■ **PAGE EXCERPT**

───

They play upon popular fears about the economy, social and cultural issues and national identity, fears which preoccupy European populations at a time of uncertainty, of a lasting economic crisis and the upset in the balance of world order. As was the case in President Sarkozy's New Year address, their key word is the notion of ‘protection', along with the identification of the dangers that threaten, summed up as the immigrant, the foreigner, the elsewhere, the far-off. The nasty trickery employed by these new conservative parties, now dominant in Europe, is to set up an exchange of freedom for protection. Be fearful, and we'll look after the rest! Give up your rights, and let us look after things!

Politically, the European ideal emerged from the painful knowledge of what a terrible trap is hidden behind this unequal exchange. For the Europe of the first half of the 20th century - that of the removal of freedom, horrific wars, and the resulting massacres perpetrated across the world - was one in which it fell into this hell, when the German and Italian populations accepted the end of their freedoms in exchange for an illusory protection that revealed itself to be no more than a license for crime and catastrophe.

───

■ **SUPPLIED ENTRIES**
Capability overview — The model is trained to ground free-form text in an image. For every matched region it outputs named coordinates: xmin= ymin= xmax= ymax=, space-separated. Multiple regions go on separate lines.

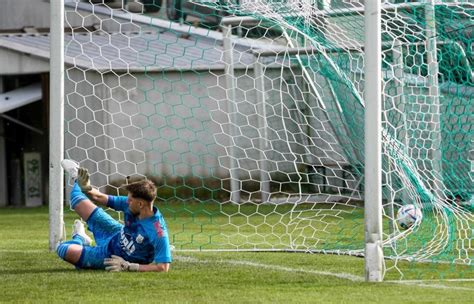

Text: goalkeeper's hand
xmin=77 ymin=168 xmax=92 ymax=192
xmin=104 ymin=255 xmax=139 ymax=272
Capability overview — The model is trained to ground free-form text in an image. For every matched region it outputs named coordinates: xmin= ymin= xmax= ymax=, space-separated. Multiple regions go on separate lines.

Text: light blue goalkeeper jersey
xmin=107 ymin=195 xmax=172 ymax=264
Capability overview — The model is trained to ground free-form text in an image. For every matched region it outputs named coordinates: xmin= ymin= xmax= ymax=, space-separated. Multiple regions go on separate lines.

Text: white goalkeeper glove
xmin=77 ymin=168 xmax=92 ymax=192
xmin=104 ymin=255 xmax=139 ymax=272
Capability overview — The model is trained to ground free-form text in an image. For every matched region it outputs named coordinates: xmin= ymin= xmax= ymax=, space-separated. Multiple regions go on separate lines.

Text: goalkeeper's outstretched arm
xmin=104 ymin=255 xmax=170 ymax=272
xmin=77 ymin=168 xmax=109 ymax=206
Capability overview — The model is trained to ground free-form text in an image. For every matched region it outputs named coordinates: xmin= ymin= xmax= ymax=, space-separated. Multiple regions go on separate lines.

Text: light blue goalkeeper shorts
xmin=76 ymin=207 xmax=123 ymax=269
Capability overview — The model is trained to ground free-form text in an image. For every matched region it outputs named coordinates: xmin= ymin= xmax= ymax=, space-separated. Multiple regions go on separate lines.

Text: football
xmin=397 ymin=204 xmax=423 ymax=229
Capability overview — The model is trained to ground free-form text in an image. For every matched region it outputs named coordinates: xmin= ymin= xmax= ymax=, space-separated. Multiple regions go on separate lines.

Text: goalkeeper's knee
xmin=71 ymin=183 xmax=88 ymax=209
xmin=56 ymin=240 xmax=82 ymax=260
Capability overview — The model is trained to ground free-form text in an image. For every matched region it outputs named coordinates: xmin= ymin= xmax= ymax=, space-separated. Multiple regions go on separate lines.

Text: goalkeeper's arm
xmin=77 ymin=168 xmax=109 ymax=206
xmin=104 ymin=255 xmax=170 ymax=272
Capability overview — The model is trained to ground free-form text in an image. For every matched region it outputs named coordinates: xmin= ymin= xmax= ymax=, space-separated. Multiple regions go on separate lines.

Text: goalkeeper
xmin=56 ymin=161 xmax=172 ymax=272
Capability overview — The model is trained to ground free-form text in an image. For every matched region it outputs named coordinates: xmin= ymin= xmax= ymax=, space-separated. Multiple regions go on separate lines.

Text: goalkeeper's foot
xmin=61 ymin=159 xmax=79 ymax=180
xmin=72 ymin=220 xmax=92 ymax=246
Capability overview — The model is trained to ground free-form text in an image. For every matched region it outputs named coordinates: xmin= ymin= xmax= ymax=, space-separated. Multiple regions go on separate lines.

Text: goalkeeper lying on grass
xmin=56 ymin=160 xmax=171 ymax=272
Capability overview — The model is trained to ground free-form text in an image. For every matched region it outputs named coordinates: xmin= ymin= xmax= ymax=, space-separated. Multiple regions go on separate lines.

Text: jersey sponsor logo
xmin=153 ymin=222 xmax=163 ymax=237
xmin=120 ymin=230 xmax=135 ymax=255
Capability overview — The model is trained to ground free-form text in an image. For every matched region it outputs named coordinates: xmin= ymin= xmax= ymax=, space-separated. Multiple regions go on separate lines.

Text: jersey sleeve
xmin=153 ymin=217 xmax=172 ymax=263
xmin=107 ymin=195 xmax=128 ymax=211
xmin=153 ymin=237 xmax=172 ymax=263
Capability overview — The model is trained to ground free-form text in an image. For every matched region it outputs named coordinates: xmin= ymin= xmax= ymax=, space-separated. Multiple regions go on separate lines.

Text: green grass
xmin=0 ymin=208 xmax=474 ymax=303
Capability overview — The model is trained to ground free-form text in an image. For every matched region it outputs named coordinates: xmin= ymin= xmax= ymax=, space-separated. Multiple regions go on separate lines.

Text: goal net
xmin=61 ymin=0 xmax=474 ymax=279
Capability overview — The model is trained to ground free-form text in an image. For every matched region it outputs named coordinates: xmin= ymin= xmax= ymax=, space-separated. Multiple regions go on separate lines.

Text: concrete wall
xmin=0 ymin=0 xmax=49 ymax=29
xmin=65 ymin=69 xmax=352 ymax=190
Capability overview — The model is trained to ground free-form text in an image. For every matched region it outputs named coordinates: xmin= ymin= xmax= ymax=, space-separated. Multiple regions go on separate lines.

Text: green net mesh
xmin=65 ymin=0 xmax=474 ymax=278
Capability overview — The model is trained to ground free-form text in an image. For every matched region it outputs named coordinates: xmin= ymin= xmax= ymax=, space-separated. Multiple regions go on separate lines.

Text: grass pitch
xmin=0 ymin=208 xmax=474 ymax=303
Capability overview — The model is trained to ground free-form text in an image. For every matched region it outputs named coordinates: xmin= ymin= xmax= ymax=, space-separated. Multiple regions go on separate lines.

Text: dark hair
xmin=122 ymin=180 xmax=156 ymax=203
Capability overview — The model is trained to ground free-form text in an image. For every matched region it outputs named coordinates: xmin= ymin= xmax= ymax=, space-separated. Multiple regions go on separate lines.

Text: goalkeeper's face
xmin=128 ymin=194 xmax=142 ymax=216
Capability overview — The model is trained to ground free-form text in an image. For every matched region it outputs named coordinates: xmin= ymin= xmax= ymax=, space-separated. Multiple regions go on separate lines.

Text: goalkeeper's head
xmin=123 ymin=180 xmax=156 ymax=215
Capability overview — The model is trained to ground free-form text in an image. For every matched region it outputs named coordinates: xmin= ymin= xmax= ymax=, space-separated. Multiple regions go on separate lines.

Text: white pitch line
xmin=390 ymin=281 xmax=474 ymax=291
xmin=175 ymin=256 xmax=364 ymax=282
xmin=175 ymin=256 xmax=474 ymax=291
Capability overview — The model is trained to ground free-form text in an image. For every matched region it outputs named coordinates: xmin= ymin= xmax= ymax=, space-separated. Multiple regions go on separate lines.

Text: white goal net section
xmin=61 ymin=0 xmax=474 ymax=279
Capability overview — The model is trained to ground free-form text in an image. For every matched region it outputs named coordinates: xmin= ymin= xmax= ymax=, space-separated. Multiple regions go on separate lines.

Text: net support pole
xmin=364 ymin=1 xmax=383 ymax=282
xmin=253 ymin=56 xmax=270 ymax=203
xmin=222 ymin=24 xmax=240 ymax=203
xmin=425 ymin=0 xmax=444 ymax=199
xmin=49 ymin=0 xmax=64 ymax=250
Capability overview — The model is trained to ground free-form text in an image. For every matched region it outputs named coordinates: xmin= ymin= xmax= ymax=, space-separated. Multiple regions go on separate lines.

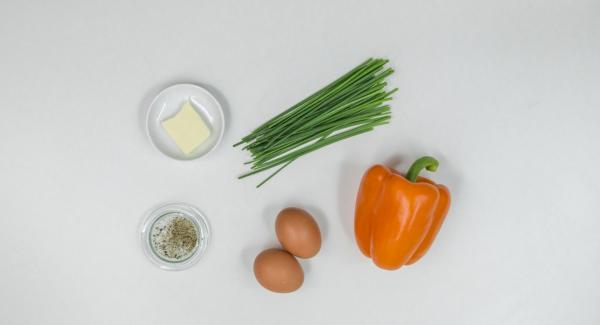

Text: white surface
xmin=146 ymin=84 xmax=225 ymax=160
xmin=0 ymin=0 xmax=600 ymax=324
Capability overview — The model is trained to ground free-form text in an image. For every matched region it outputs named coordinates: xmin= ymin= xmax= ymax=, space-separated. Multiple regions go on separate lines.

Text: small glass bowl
xmin=140 ymin=202 xmax=210 ymax=271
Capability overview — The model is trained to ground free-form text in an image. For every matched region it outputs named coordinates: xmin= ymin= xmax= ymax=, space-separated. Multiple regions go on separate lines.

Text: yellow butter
xmin=162 ymin=101 xmax=210 ymax=155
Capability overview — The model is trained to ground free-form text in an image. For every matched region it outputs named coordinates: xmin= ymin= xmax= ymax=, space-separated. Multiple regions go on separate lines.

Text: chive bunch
xmin=234 ymin=58 xmax=397 ymax=187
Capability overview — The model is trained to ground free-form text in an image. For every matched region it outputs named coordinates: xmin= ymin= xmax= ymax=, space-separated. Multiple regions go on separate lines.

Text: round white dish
xmin=146 ymin=84 xmax=225 ymax=160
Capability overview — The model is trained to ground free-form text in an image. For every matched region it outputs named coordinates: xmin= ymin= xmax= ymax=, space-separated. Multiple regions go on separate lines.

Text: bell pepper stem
xmin=406 ymin=156 xmax=440 ymax=183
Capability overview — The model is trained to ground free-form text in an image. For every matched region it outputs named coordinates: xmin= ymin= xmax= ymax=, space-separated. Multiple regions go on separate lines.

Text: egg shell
xmin=254 ymin=248 xmax=304 ymax=293
xmin=275 ymin=208 xmax=321 ymax=258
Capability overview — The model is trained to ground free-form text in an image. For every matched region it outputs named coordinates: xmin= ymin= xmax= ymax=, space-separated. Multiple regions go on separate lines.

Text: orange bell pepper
xmin=354 ymin=157 xmax=450 ymax=270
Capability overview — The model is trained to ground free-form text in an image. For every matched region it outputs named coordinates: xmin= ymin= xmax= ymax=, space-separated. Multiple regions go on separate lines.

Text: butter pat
xmin=162 ymin=101 xmax=210 ymax=155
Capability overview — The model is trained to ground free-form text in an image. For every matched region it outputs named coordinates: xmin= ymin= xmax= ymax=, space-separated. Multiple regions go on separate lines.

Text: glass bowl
xmin=140 ymin=202 xmax=210 ymax=271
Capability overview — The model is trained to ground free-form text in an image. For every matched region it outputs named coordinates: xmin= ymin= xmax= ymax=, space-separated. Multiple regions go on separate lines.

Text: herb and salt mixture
xmin=150 ymin=213 xmax=199 ymax=262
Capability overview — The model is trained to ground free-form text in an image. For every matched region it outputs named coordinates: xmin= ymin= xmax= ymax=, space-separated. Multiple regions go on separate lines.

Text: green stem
xmin=406 ymin=156 xmax=440 ymax=183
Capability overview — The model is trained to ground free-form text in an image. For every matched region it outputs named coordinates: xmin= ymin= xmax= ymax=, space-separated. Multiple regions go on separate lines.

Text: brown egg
xmin=275 ymin=208 xmax=321 ymax=258
xmin=254 ymin=248 xmax=304 ymax=293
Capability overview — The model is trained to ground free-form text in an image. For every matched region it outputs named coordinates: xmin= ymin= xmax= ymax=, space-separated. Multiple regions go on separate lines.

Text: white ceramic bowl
xmin=146 ymin=84 xmax=225 ymax=160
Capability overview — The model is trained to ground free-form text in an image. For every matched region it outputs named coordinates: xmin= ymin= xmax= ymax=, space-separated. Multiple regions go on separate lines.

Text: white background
xmin=0 ymin=0 xmax=600 ymax=324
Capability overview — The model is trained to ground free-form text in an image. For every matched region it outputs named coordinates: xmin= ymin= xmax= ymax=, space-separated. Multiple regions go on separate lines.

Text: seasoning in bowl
xmin=140 ymin=202 xmax=210 ymax=270
xmin=150 ymin=213 xmax=198 ymax=262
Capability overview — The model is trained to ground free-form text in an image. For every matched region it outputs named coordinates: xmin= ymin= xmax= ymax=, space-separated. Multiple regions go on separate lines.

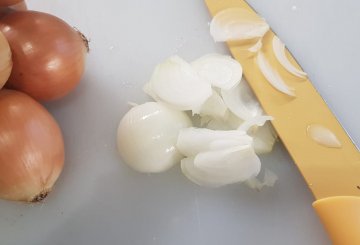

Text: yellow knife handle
xmin=313 ymin=196 xmax=360 ymax=245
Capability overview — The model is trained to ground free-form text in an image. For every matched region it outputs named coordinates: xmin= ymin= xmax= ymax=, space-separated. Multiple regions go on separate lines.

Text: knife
xmin=205 ymin=0 xmax=360 ymax=245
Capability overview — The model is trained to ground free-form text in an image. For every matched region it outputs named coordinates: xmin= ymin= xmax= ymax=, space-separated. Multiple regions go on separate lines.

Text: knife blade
xmin=205 ymin=0 xmax=360 ymax=245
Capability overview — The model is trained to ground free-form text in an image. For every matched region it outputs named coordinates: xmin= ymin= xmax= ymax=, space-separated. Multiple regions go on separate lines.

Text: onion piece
xmin=248 ymin=39 xmax=262 ymax=53
xmin=307 ymin=124 xmax=341 ymax=148
xmin=246 ymin=169 xmax=279 ymax=191
xmin=210 ymin=8 xmax=269 ymax=42
xmin=206 ymin=119 xmax=232 ymax=130
xmin=238 ymin=115 xmax=274 ymax=131
xmin=0 ymin=32 xmax=13 ymax=89
xmin=272 ymin=36 xmax=307 ymax=78
xmin=197 ymin=90 xmax=228 ymax=119
xmin=150 ymin=56 xmax=212 ymax=111
xmin=221 ymin=79 xmax=263 ymax=120
xmin=256 ymin=52 xmax=295 ymax=96
xmin=176 ymin=127 xmax=252 ymax=156
xmin=191 ymin=54 xmax=242 ymax=89
xmin=117 ymin=102 xmax=191 ymax=173
xmin=181 ymin=146 xmax=261 ymax=187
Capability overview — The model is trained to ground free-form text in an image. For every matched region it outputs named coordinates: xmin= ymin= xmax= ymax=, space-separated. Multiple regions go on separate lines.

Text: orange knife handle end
xmin=313 ymin=196 xmax=360 ymax=245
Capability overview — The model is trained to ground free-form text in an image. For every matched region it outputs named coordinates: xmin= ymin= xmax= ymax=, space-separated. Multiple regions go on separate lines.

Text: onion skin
xmin=0 ymin=89 xmax=65 ymax=202
xmin=0 ymin=1 xmax=28 ymax=19
xmin=0 ymin=29 xmax=12 ymax=89
xmin=0 ymin=11 xmax=88 ymax=101
xmin=0 ymin=0 xmax=23 ymax=7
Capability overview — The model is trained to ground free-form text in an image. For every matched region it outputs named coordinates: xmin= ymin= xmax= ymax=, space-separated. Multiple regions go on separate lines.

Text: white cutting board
xmin=0 ymin=0 xmax=360 ymax=245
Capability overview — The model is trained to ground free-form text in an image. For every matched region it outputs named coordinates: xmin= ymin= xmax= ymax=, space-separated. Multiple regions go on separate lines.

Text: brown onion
xmin=0 ymin=29 xmax=12 ymax=89
xmin=0 ymin=89 xmax=64 ymax=202
xmin=0 ymin=1 xmax=27 ymax=19
xmin=0 ymin=0 xmax=23 ymax=7
xmin=0 ymin=11 xmax=88 ymax=101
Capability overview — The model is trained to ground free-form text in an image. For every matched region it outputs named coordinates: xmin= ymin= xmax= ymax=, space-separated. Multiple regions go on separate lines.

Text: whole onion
xmin=0 ymin=11 xmax=88 ymax=101
xmin=0 ymin=89 xmax=64 ymax=202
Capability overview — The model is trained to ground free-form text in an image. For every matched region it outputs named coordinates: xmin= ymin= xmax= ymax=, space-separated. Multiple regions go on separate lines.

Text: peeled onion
xmin=0 ymin=32 xmax=12 ymax=89
xmin=0 ymin=89 xmax=64 ymax=202
xmin=176 ymin=128 xmax=252 ymax=156
xmin=191 ymin=54 xmax=242 ymax=89
xmin=210 ymin=8 xmax=269 ymax=42
xmin=256 ymin=52 xmax=295 ymax=96
xmin=149 ymin=56 xmax=212 ymax=111
xmin=117 ymin=102 xmax=191 ymax=173
xmin=197 ymin=90 xmax=228 ymax=120
xmin=272 ymin=36 xmax=307 ymax=78
xmin=221 ymin=79 xmax=263 ymax=120
xmin=0 ymin=11 xmax=88 ymax=101
xmin=181 ymin=146 xmax=261 ymax=187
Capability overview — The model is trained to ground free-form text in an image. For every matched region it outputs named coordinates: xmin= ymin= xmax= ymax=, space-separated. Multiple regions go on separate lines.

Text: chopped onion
xmin=150 ymin=56 xmax=212 ymax=110
xmin=246 ymin=169 xmax=278 ymax=191
xmin=117 ymin=102 xmax=191 ymax=173
xmin=256 ymin=52 xmax=295 ymax=96
xmin=238 ymin=115 xmax=274 ymax=131
xmin=191 ymin=54 xmax=242 ymax=89
xmin=250 ymin=122 xmax=277 ymax=154
xmin=272 ymin=36 xmax=307 ymax=78
xmin=210 ymin=8 xmax=269 ymax=42
xmin=176 ymin=128 xmax=252 ymax=156
xmin=206 ymin=119 xmax=232 ymax=130
xmin=181 ymin=146 xmax=261 ymax=187
xmin=221 ymin=79 xmax=262 ymax=120
xmin=307 ymin=124 xmax=341 ymax=148
xmin=248 ymin=39 xmax=262 ymax=53
xmin=197 ymin=90 xmax=228 ymax=119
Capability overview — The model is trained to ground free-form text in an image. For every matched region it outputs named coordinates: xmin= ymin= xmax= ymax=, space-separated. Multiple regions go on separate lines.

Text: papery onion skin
xmin=0 ymin=1 xmax=28 ymax=19
xmin=0 ymin=89 xmax=64 ymax=202
xmin=0 ymin=11 xmax=88 ymax=101
xmin=0 ymin=29 xmax=12 ymax=89
xmin=0 ymin=0 xmax=23 ymax=7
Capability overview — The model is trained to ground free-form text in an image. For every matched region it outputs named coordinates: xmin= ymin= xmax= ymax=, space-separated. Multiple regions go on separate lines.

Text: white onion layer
xmin=221 ymin=79 xmax=262 ymax=120
xmin=272 ymin=36 xmax=307 ymax=78
xmin=191 ymin=54 xmax=242 ymax=89
xmin=181 ymin=146 xmax=261 ymax=187
xmin=210 ymin=8 xmax=269 ymax=42
xmin=149 ymin=56 xmax=212 ymax=110
xmin=256 ymin=52 xmax=295 ymax=96
xmin=117 ymin=102 xmax=191 ymax=173
xmin=307 ymin=124 xmax=341 ymax=148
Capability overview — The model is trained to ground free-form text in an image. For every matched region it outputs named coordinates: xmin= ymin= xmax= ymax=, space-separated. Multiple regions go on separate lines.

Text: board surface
xmin=0 ymin=0 xmax=360 ymax=245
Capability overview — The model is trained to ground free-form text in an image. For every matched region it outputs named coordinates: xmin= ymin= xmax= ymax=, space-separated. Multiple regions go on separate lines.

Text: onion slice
xmin=191 ymin=54 xmax=242 ymax=89
xmin=238 ymin=115 xmax=274 ymax=131
xmin=210 ymin=8 xmax=269 ymax=42
xmin=0 ymin=32 xmax=13 ymax=89
xmin=307 ymin=124 xmax=342 ymax=148
xmin=256 ymin=52 xmax=295 ymax=96
xmin=221 ymin=79 xmax=263 ymax=120
xmin=181 ymin=146 xmax=261 ymax=187
xmin=150 ymin=56 xmax=212 ymax=110
xmin=197 ymin=90 xmax=228 ymax=120
xmin=250 ymin=122 xmax=277 ymax=154
xmin=272 ymin=36 xmax=307 ymax=78
xmin=248 ymin=39 xmax=262 ymax=53
xmin=176 ymin=127 xmax=252 ymax=157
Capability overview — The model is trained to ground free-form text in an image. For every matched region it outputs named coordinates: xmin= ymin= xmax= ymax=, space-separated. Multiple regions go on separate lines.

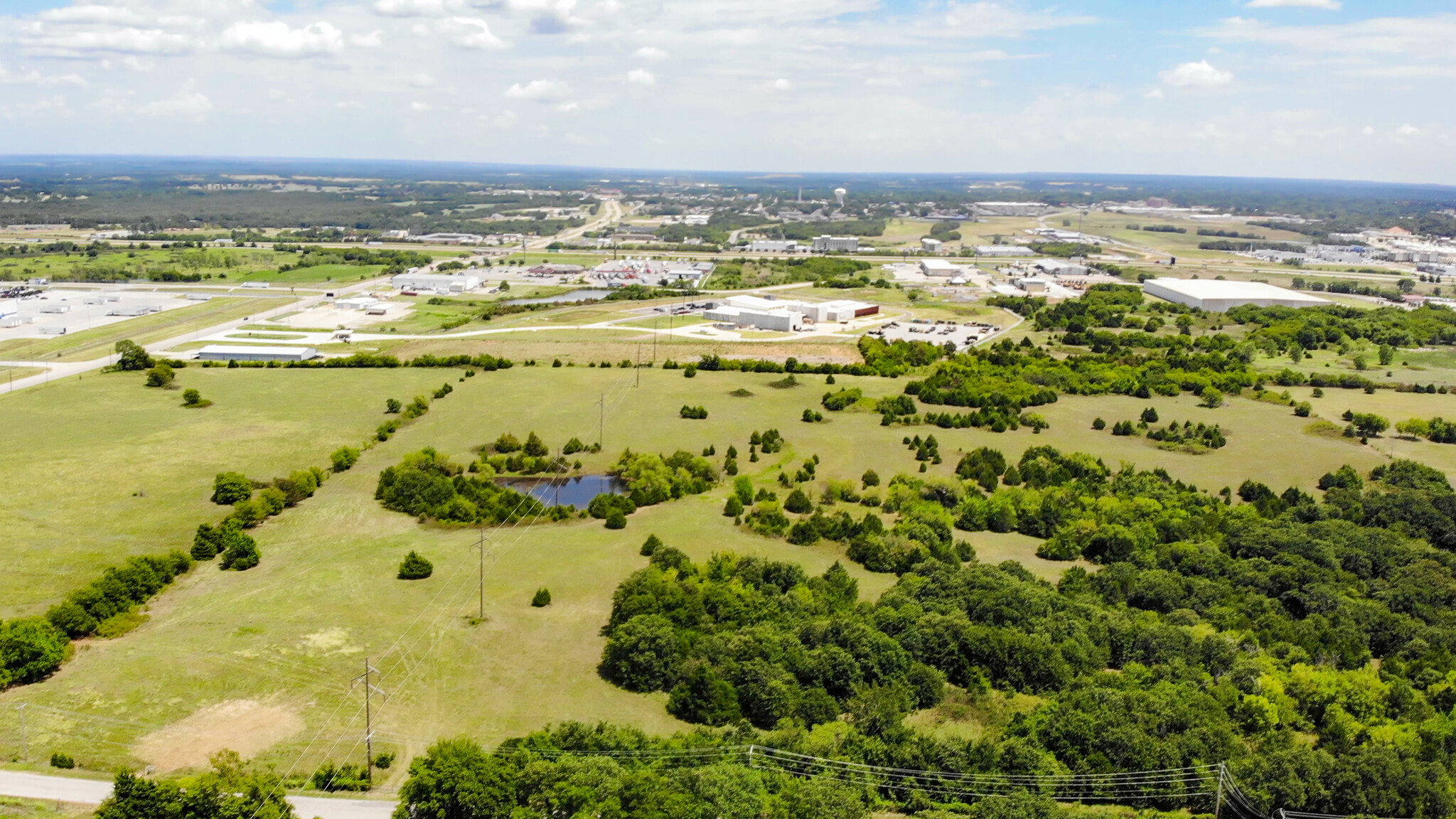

───

■ **TASKS TO CARRY OUT**
1. In two sentences, what does the commentary on fear and protection in European politics argue?
2. Answer these from the commentary on fear and protection in European politics:
(a) Whose New Year address does it cite as sharing the key word "protection"?
(b) What exchange does it say the new conservative parties set up?
(c) Which two populations does it say accepted the end of their freedoms?
3. Extend the commentary on fear and protection in European politics, starting after its final sentence.

■ **ANSWERS IN ORDER**
1. The commentary argues that the new conservative parties now dominant in Europe play on popular fears about the economy, social and cultural issues, and national identity, using "protection" as their key word and naming the immigrant and the foreigner as the dangers. Their trick is to set up an exchange of freedom for protection, a trap the European ideal was built on recognizing after the first half of the 20th century, when the German and Italian populations gave up their freedoms for an illusory protection that proved to be a license for crime and catastrophe.

2.
(a) President Sarkozy's.
(b) An exchange of freedom for protection.
(c) The German and Italian populations.

3.
When the European consciousness was awakened, it was with the certain belief that only the extension and deepening of freedoms could prevent a repetition of such tragedies. That lesson is today becoming lost amid the battering of nationalistic politics, whether that be the anti-Rom discrimination in France during the summer of 2010, or Hungary now with its law restricting press freedom - the fundamental right of citizens to information that is independent and pluralist.

There is no reassurance offered by the knowledge that history is never a simple repetition. On the contrary, it should make us all the more aware of the new perils, their new disguises and new illusions. It is not the far-right that today threatens our freedoms, but rather a conservative right that has been extreme-ised, adopting for itself the themes of xenophobia and authoritarianism, digging the same furrow of political hysteria and brutality. From Orban's Hungary to Sarkozy's France, via the Italy of Berlusconi, each country presents this evolution to its own particularities. The European face of this slide is the European People's Party, the largest group in the European parliament, of which Fidesz is a member and which unreservedly applauded the arrival of the Hungarian presidency.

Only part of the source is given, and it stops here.